=== Passage for review ===

Systemic sclerosis, also known as scleroderma, is an autoimmune disease which affects many organs and organ systems such as the skin, blood vessels, muscles, lung, heart etc. This chronic illness features with diffuse fibrosis and accompanying degenerative changes. The condition predominantly affects women and usually starts in the 3rd to 5th decade of life.
Causes of Systemic Sclerosis
Systemic sclerosis is closely related to immunologic mechanisms and it is also considered a hereditary disease. The condition may develop as a consequence of exposure to vinyl chloride, bleomycin, pentazocine, epoxy and aromatic hydrocarbons.
The main characteristics of the condition are connected with vascular damage and activation of fibroblasts. There is excessive production of collagen and extracellular proteins which eventually leads to symptoms and signs of the disease. The severity of the condition depends on the affected organ and the extent of damage caused by excessive production of collagen fibers.
Clinical Characteristics of Systemic Sclerosis
Patients initially develop symptoms and signs of Raynaud's syndrome and serious swelling of the distal extremities. The skin of the fingers starts thickening. Swelling of the skin is symmetric. The affected skin eventually becomes taut and shiny and its color changes. Patients suffering from systemic sclerosis develop telangiectasias, subcutaneous calcifications and trophic ulcers. There is also pain located in many joints (polyarthralgia). Depending on the affected organ or organ system patients report different symptoms. Some of them complain about problems with the gastrointestinal tract while others have problems with the respiratory tract, joints, heart, kidneys etc.
Therapy for Systemic Sclerosis
There are several treatments for systemic sclerosis. The doctor chooses the most convenient one according to complexity of symptoms and the affected organs.

===

* **What you have to do**:
Translate this sentence from the systemic sclerosis passage into Spanish: "The condition predominantly affects women and usually starts in the 3rd to 5th decade of life." Work only from the systemic sclerosis passage.

=== Provided information ===

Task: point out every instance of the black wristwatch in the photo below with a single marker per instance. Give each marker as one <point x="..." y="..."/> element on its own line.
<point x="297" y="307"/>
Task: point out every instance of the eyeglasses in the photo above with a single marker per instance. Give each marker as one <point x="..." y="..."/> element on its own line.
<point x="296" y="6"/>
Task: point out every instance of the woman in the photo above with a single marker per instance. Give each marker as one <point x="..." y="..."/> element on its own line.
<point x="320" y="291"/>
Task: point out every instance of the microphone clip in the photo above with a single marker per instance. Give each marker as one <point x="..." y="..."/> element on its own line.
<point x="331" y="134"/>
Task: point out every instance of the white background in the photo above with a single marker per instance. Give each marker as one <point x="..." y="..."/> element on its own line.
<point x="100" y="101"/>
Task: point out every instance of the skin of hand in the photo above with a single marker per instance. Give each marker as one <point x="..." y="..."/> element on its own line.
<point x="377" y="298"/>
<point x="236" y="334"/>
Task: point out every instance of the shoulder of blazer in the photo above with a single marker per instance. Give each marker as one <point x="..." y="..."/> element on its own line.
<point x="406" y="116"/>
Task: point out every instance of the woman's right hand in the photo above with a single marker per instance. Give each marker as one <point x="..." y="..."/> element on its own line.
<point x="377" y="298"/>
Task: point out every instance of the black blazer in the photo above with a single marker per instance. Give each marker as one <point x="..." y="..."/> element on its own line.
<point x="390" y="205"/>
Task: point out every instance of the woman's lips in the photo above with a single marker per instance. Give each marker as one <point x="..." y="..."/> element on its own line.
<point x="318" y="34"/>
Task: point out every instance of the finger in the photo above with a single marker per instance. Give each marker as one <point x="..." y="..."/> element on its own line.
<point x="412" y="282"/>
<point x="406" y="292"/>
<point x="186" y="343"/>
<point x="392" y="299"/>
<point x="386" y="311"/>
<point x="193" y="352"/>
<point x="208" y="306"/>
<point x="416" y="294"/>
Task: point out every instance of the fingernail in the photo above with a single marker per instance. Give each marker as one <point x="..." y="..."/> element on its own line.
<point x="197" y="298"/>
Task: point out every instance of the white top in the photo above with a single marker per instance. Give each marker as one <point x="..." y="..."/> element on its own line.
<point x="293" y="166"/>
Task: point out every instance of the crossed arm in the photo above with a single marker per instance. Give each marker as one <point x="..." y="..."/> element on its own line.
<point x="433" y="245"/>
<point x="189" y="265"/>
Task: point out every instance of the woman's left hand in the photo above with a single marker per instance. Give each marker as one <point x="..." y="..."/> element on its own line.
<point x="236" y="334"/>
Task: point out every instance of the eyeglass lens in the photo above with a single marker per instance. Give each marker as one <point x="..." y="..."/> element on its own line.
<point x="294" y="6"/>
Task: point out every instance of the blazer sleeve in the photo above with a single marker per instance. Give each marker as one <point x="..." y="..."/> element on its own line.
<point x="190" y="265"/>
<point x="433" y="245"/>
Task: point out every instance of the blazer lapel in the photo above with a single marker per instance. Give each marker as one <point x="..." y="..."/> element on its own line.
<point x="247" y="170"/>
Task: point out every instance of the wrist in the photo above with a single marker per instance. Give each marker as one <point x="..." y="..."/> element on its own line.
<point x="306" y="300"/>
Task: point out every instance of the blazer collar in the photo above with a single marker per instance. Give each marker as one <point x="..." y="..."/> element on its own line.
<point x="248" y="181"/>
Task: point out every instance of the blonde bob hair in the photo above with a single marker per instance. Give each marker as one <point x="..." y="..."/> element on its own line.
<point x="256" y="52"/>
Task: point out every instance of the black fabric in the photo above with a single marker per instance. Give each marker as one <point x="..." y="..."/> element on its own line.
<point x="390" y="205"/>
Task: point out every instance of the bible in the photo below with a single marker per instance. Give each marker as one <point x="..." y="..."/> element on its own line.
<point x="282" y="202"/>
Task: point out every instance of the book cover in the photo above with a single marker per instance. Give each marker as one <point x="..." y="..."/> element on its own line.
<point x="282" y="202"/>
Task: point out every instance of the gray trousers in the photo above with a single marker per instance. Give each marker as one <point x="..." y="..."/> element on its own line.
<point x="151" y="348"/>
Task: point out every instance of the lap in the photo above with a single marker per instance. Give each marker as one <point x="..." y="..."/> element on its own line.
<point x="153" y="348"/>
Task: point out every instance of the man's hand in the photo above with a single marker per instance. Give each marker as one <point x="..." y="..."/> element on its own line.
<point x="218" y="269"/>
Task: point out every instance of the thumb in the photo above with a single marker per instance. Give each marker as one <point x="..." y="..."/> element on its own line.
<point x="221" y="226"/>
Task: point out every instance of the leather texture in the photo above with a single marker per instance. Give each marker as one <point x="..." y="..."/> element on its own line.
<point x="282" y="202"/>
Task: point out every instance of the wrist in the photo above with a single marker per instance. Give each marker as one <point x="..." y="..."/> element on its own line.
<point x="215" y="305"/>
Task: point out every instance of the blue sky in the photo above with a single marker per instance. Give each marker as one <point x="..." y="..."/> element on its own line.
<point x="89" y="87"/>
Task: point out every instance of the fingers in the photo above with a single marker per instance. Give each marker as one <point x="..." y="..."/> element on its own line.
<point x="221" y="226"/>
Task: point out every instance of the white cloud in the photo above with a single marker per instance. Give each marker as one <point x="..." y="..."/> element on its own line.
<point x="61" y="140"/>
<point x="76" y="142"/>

===

* **Response**:
La enfermedad afecta predominantemente a las mujeres y suele comenzar entre la tercera y la quinta década de la vida.